● **ASSIGNED TASK**: Repeat exactly the lines of the records below, starting at the line containing "Keypoints: one point per instance, placed on the grass" and ending at the line containing "Category: ceiling". Leave the pictures out.

Point-per-instance localization data
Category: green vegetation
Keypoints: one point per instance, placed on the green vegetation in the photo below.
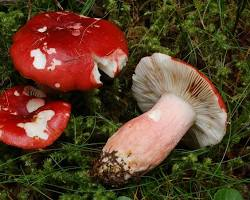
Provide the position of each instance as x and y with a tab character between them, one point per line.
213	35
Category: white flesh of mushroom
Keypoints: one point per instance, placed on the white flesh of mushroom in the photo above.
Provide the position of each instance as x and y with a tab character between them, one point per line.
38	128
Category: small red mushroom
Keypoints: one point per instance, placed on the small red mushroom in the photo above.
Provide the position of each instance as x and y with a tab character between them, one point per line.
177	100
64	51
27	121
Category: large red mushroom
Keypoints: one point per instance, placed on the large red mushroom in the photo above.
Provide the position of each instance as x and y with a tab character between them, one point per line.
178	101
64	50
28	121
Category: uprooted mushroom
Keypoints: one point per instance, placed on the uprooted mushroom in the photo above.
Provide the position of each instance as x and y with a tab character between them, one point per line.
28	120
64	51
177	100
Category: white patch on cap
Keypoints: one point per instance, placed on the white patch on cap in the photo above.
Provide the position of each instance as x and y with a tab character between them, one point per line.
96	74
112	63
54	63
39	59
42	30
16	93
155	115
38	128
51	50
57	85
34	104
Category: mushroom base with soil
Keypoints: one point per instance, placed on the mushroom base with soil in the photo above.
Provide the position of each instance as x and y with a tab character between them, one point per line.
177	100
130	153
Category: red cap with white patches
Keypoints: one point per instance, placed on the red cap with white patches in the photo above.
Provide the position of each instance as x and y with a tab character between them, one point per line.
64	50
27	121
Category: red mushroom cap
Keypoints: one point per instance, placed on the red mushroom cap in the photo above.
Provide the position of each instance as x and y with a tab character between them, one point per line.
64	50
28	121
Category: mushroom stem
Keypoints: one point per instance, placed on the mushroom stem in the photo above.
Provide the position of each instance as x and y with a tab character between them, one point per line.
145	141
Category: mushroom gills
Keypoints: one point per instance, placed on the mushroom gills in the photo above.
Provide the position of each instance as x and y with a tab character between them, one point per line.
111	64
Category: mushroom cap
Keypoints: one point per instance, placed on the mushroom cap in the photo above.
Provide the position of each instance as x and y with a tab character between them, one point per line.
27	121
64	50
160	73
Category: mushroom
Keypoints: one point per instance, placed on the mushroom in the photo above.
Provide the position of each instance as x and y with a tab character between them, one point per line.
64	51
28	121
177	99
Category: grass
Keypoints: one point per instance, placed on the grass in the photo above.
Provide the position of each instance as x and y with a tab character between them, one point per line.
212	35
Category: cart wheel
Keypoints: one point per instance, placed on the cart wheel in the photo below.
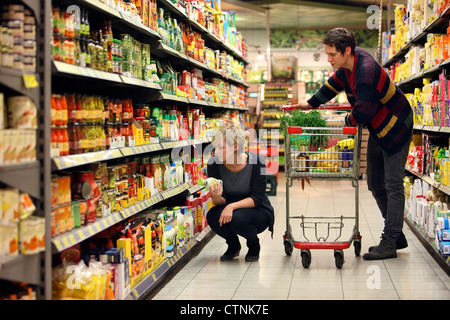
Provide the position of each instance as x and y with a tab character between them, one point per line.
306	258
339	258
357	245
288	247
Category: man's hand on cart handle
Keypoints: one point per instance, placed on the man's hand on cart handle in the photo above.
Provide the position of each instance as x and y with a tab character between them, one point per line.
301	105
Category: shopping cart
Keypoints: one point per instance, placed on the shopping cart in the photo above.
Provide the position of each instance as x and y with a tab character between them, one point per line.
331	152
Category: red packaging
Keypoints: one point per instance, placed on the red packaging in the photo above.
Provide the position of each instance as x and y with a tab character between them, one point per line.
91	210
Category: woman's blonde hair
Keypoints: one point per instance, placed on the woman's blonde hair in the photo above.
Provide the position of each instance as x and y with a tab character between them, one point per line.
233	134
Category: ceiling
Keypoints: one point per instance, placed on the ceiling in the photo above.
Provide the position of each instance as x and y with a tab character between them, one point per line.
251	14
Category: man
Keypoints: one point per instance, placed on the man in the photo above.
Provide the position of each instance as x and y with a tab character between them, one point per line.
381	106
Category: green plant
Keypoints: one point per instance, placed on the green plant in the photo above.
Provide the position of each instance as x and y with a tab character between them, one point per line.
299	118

● **RESPONSE**:
Keypoints: one point per instance, placed on the grass in the photo above.
Provide the position of each instance as x and y with a tab character between them, one point per line.
212	35
Category: cart wheel
Keypoints: one point per instance, placed on the cart wheel in the photo below.
Provide the position of each instance as x and y with a tab character between them, one point per line.
306	258
339	258
357	245
288	247
Category: man's hand on cart handle
Keypoints: one point per instance, placed on the man's hand on cart handle in the photo above.
Provide the position of each instance as x and y with a tab character between them, one point per line.
301	105
Category: shopping cart
Keypoints: one point per instance, placed on the shopping cart in the photo above.
Provide the position of each instance as x and y with a tab character between them, one point per line.
331	152
Category: red packaging
Keypoints: one point per instance, placed on the red packaging in the photo above.
Provide the position of each instance as x and y with a tab character between them, one point per line.
91	210
Category: woman's blonde hair
Keypoints: one point per instance, placed on the woman's blonde hair in the photo above.
Provide the position of each instance as x and y with a tab character between them, one point per line.
233	134
Category: ceiling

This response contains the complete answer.